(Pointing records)
------------
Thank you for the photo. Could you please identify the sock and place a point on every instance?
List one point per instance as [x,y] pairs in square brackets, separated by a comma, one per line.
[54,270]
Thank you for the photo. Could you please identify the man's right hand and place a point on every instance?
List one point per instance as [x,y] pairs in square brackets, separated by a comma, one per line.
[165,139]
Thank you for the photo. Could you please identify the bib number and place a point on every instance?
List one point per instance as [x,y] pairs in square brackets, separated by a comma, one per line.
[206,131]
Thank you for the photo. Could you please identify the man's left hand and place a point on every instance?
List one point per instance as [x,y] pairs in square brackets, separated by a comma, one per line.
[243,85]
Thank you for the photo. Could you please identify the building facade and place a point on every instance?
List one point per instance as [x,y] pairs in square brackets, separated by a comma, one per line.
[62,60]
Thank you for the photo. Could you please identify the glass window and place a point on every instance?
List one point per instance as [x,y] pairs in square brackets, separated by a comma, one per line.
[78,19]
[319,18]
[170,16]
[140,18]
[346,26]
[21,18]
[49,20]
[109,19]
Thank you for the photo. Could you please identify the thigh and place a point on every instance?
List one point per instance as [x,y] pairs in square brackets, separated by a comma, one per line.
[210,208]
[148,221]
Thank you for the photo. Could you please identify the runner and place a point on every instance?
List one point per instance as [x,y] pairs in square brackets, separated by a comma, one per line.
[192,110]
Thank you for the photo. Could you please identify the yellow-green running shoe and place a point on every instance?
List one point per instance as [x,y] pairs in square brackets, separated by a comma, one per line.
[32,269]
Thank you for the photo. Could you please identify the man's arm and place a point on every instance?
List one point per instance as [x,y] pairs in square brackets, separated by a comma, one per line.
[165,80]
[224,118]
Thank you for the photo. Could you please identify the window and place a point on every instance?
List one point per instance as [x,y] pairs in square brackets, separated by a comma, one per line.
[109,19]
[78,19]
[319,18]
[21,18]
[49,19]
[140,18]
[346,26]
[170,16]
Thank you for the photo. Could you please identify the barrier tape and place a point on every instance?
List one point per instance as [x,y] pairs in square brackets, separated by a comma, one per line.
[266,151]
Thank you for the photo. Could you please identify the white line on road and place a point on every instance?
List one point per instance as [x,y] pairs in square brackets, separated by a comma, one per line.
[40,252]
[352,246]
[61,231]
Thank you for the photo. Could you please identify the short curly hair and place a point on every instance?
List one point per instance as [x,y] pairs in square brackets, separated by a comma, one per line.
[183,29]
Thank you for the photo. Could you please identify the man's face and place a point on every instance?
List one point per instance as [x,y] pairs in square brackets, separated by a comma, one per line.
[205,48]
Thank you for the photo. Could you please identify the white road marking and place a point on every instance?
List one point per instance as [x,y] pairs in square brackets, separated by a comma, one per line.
------------
● **Exercise aim**
Rewrite the listing above, changing every occurrence of "place a point" to "put a mark" and leaving everything else unchanged.

● **Written solution**
Thank you for the photo. Could you please identify the sock and put a mark on every instance?
List one point per instance as [x,y] pairs in square brackets, separated by a comma, one per line.
[54,270]
Thank you for the photo. Could you please identify the man's right hand and put a mark on every instance?
List one point per instance as [x,y] pairs in square brackets, separated by a comma, one per line.
[165,139]
Thank you for the photo. Could you please identify the bib number and put a mark on every instance?
List one point per instance as [x,y] pairs in square brackets, separated by a comma, one per line.
[206,131]
Thank you for the photo. Could you please identify the man's left hand and put a mark on every instance?
List one point per instance as [x,y] pairs in square brackets, separated by a comma, one per line.
[243,85]
Thank you for the photo. Could you please identify the building facade and put a mark on every instance?
List one point per instance as [x,y] pairs in square brackets, separated by a comma, one per line.
[62,60]
Thank you for the photo. Could you please identify the glass window and put a mark on every instance?
List one point per instance as [x,y] pairs in square brackets, separated by a comma, one per line.
[78,19]
[319,18]
[170,16]
[140,18]
[346,26]
[21,18]
[49,20]
[109,19]
Thank you for the photo. Could you please identify the thigh and put a mark on every instance?
List one point per instance as [x,y] pairs in square brackets, separated by a comma, one per line.
[210,208]
[148,221]
Thank you for the photo. Could you please identify the runner and put a mark on every instance?
List one point per instance as [x,y] pairs in square brackets, separated by a comma, one per line.
[192,110]
Thank you for the photo. Could you please identify the yellow-green running shoe and put a mark on every instance?
List one point per instance as [x,y] pairs in square brackets, separated by a comma, one per line.
[32,269]
Thank you for the photo. Could you please identify the man's arm and put a mark on every instance?
List one point per instance as [x,y] pairs in square brackets, separated by a comma, one per line.
[165,80]
[224,118]
Thank you for the photo. Could you please identify the window and put a mark on every instance?
List one point per instance as [x,y] pairs in square brackets, separated by a comma, one per line.
[109,19]
[78,19]
[319,18]
[21,18]
[49,19]
[140,18]
[346,26]
[170,16]
Thank you for the photo. Could you please identify the barrier tape and put a mark on every instance?
List one point per instance as [x,y] pairs in square brackets, separated by a comma, one per line.
[266,151]
Thank you for the photo. Could you please identify the white line on road and put a mark on every instance?
List one point per instance as [x,y] pairs in square brackets, separated by a comma, one per line.
[40,252]
[352,246]
[61,231]
Thank you for the photo. Could you please identify the short curly hair and put a mark on every instance?
List one point per instance as [x,y] pairs in square brackets, separated by a comma, one per line.
[183,29]
Thank you for the photo. Could you please identify the man's face and put a mark on every instance?
List one point per instance as [x,y] pairs in square brackets, separated by a comma, one per line.
[205,48]
Thank you for the photo. Could you please identify the white road marking and put a mark on every instance?
List one point per instance as [x,y] pairs in square brackets, separated by a comma, one per line.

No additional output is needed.